++++ DATA SHOWN
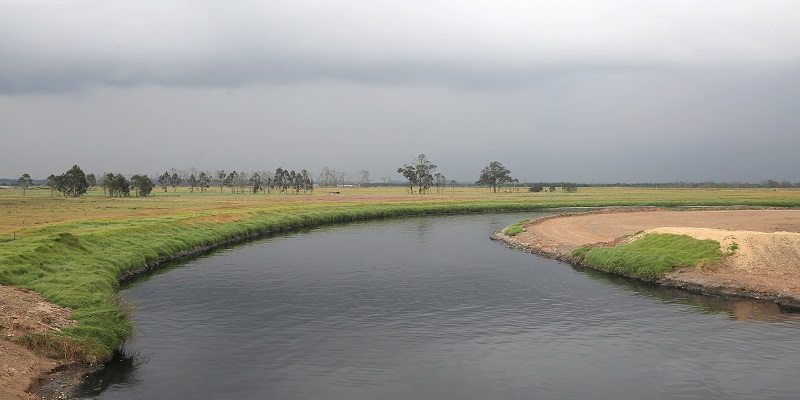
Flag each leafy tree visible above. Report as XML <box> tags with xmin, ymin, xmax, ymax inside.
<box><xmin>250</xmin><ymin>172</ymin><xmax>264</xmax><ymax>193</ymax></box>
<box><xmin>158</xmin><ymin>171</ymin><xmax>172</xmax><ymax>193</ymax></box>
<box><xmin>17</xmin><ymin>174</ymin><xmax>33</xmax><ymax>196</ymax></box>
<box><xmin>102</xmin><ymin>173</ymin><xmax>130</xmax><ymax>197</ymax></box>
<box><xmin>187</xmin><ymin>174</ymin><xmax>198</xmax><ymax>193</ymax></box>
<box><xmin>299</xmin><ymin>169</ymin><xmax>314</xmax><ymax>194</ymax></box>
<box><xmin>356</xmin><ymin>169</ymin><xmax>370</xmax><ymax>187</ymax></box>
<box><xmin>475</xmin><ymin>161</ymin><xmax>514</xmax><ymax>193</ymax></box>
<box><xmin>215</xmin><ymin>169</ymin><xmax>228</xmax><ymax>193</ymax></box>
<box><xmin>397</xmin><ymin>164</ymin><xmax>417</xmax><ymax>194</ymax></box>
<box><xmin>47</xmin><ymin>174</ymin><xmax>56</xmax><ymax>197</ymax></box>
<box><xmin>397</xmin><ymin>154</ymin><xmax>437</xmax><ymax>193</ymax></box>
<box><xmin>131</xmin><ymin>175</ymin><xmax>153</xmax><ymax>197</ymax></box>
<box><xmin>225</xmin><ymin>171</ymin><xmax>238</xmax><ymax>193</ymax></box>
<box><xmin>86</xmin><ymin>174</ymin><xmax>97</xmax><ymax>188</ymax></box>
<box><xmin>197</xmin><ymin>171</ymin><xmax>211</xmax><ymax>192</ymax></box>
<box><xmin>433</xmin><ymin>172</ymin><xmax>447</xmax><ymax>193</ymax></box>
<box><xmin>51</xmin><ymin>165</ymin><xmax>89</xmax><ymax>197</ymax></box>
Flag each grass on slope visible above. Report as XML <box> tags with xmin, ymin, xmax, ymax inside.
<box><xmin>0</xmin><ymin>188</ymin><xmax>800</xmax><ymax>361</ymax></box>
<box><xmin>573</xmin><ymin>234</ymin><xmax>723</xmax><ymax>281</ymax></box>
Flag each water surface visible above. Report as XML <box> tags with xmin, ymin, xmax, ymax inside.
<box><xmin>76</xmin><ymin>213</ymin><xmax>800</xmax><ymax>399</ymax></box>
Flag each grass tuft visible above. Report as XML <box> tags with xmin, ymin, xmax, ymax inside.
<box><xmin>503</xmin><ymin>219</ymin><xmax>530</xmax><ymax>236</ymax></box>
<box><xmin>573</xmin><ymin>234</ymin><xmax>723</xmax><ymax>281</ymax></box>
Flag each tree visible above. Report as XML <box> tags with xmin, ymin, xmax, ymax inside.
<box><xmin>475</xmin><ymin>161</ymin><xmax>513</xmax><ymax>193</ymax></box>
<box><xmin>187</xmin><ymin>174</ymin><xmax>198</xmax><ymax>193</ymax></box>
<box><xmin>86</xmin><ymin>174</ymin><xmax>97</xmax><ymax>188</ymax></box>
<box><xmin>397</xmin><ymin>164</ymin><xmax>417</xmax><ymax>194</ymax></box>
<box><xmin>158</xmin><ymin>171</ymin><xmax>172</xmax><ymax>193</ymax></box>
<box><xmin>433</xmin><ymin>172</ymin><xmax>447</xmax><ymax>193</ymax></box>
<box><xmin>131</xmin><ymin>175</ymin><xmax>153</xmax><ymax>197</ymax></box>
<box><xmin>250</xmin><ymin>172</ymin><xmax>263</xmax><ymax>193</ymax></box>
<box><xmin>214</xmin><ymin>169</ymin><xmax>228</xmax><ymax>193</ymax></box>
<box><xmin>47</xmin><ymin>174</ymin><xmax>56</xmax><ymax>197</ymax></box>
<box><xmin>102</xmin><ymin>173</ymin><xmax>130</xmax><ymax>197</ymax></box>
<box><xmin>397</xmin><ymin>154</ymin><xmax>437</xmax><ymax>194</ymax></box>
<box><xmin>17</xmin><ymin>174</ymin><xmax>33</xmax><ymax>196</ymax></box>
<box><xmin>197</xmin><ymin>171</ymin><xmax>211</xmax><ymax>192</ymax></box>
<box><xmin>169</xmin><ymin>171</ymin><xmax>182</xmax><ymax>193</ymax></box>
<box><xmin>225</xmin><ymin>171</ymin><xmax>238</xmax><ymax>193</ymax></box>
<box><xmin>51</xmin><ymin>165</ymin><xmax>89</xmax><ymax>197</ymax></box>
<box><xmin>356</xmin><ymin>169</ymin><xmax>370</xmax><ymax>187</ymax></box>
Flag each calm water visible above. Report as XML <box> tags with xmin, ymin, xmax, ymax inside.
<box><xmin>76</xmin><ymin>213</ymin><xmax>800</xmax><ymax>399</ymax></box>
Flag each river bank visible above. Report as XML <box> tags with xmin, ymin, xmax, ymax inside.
++++++++
* _WHAT IS NEEDED_
Put every line of the records above into a numbered list, leaving out blank lines and the pictures.

* _REPLY_
1. Flag each leafy tree visible above. Report as XML <box> tags with xmin, ymin, xmax, ymax inside.
2. <box><xmin>250</xmin><ymin>172</ymin><xmax>264</xmax><ymax>193</ymax></box>
3. <box><xmin>158</xmin><ymin>171</ymin><xmax>172</xmax><ymax>193</ymax></box>
4. <box><xmin>17</xmin><ymin>174</ymin><xmax>33</xmax><ymax>196</ymax></box>
5. <box><xmin>102</xmin><ymin>173</ymin><xmax>130</xmax><ymax>197</ymax></box>
6. <box><xmin>187</xmin><ymin>174</ymin><xmax>198</xmax><ymax>193</ymax></box>
7. <box><xmin>299</xmin><ymin>169</ymin><xmax>314</xmax><ymax>194</ymax></box>
8. <box><xmin>356</xmin><ymin>169</ymin><xmax>370</xmax><ymax>187</ymax></box>
9. <box><xmin>475</xmin><ymin>161</ymin><xmax>514</xmax><ymax>193</ymax></box>
10. <box><xmin>215</xmin><ymin>169</ymin><xmax>228</xmax><ymax>193</ymax></box>
11. <box><xmin>397</xmin><ymin>164</ymin><xmax>417</xmax><ymax>194</ymax></box>
12. <box><xmin>47</xmin><ymin>174</ymin><xmax>56</xmax><ymax>197</ymax></box>
13. <box><xmin>397</xmin><ymin>154</ymin><xmax>437</xmax><ymax>193</ymax></box>
14. <box><xmin>131</xmin><ymin>175</ymin><xmax>153</xmax><ymax>197</ymax></box>
15. <box><xmin>225</xmin><ymin>171</ymin><xmax>238</xmax><ymax>193</ymax></box>
16. <box><xmin>86</xmin><ymin>174</ymin><xmax>97</xmax><ymax>188</ymax></box>
17. <box><xmin>197</xmin><ymin>171</ymin><xmax>211</xmax><ymax>192</ymax></box>
18. <box><xmin>433</xmin><ymin>172</ymin><xmax>447</xmax><ymax>193</ymax></box>
19. <box><xmin>51</xmin><ymin>165</ymin><xmax>89</xmax><ymax>197</ymax></box>
20. Flag each grass on slope visible above. Report as XML <box> tags with xmin, ymin, xmax, ymax inside.
21. <box><xmin>0</xmin><ymin>188</ymin><xmax>800</xmax><ymax>361</ymax></box>
22. <box><xmin>573</xmin><ymin>234</ymin><xmax>723</xmax><ymax>281</ymax></box>
23. Flag each water surface visible above. Report as XML <box> tags with xmin, ymin, xmax, ymax inside.
24. <box><xmin>76</xmin><ymin>213</ymin><xmax>800</xmax><ymax>399</ymax></box>
25. Flag each grass tuft visible above. Report as XML <box> tags with xmin, ymin, xmax, ymax inside.
26. <box><xmin>503</xmin><ymin>219</ymin><xmax>530</xmax><ymax>236</ymax></box>
27. <box><xmin>573</xmin><ymin>234</ymin><xmax>723</xmax><ymax>281</ymax></box>
28. Flag each tree visible above. Report as XML <box> tags with xmin, ymin, xmax, ymax inside.
29. <box><xmin>475</xmin><ymin>161</ymin><xmax>513</xmax><ymax>193</ymax></box>
30. <box><xmin>187</xmin><ymin>174</ymin><xmax>198</xmax><ymax>193</ymax></box>
31. <box><xmin>86</xmin><ymin>174</ymin><xmax>97</xmax><ymax>188</ymax></box>
32. <box><xmin>397</xmin><ymin>164</ymin><xmax>417</xmax><ymax>194</ymax></box>
33. <box><xmin>158</xmin><ymin>171</ymin><xmax>172</xmax><ymax>193</ymax></box>
34. <box><xmin>433</xmin><ymin>172</ymin><xmax>447</xmax><ymax>193</ymax></box>
35. <box><xmin>131</xmin><ymin>175</ymin><xmax>153</xmax><ymax>197</ymax></box>
36. <box><xmin>250</xmin><ymin>172</ymin><xmax>263</xmax><ymax>193</ymax></box>
37. <box><xmin>214</xmin><ymin>169</ymin><xmax>228</xmax><ymax>193</ymax></box>
38. <box><xmin>47</xmin><ymin>174</ymin><xmax>56</xmax><ymax>197</ymax></box>
39. <box><xmin>102</xmin><ymin>173</ymin><xmax>130</xmax><ymax>197</ymax></box>
40. <box><xmin>397</xmin><ymin>154</ymin><xmax>437</xmax><ymax>194</ymax></box>
41. <box><xmin>17</xmin><ymin>174</ymin><xmax>33</xmax><ymax>196</ymax></box>
42. <box><xmin>197</xmin><ymin>171</ymin><xmax>211</xmax><ymax>192</ymax></box>
43. <box><xmin>169</xmin><ymin>171</ymin><xmax>182</xmax><ymax>193</ymax></box>
44. <box><xmin>225</xmin><ymin>171</ymin><xmax>238</xmax><ymax>193</ymax></box>
45. <box><xmin>51</xmin><ymin>165</ymin><xmax>89</xmax><ymax>197</ymax></box>
46. <box><xmin>356</xmin><ymin>169</ymin><xmax>370</xmax><ymax>187</ymax></box>
47. Flag each calm water visible above. Report as XML <box> tags with xmin, ymin, xmax, ymax inside.
48. <box><xmin>76</xmin><ymin>213</ymin><xmax>800</xmax><ymax>399</ymax></box>
49. Flag each river bank visible above. Report as XML <box> tags with xmin, ymin, xmax, ymax inside.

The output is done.